Your task ▸
Please pull out every line of the records below word for word, leaving out the pictures.

Rows taken from a pointing dataset:

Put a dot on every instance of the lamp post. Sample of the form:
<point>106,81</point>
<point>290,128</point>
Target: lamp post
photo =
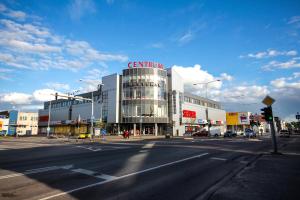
<point>49,116</point>
<point>206,84</point>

Exercise response ▸
Put a dot on every instance of the lamp post. Sample of the form:
<point>106,81</point>
<point>290,128</point>
Target: lamp post
photo =
<point>49,116</point>
<point>206,84</point>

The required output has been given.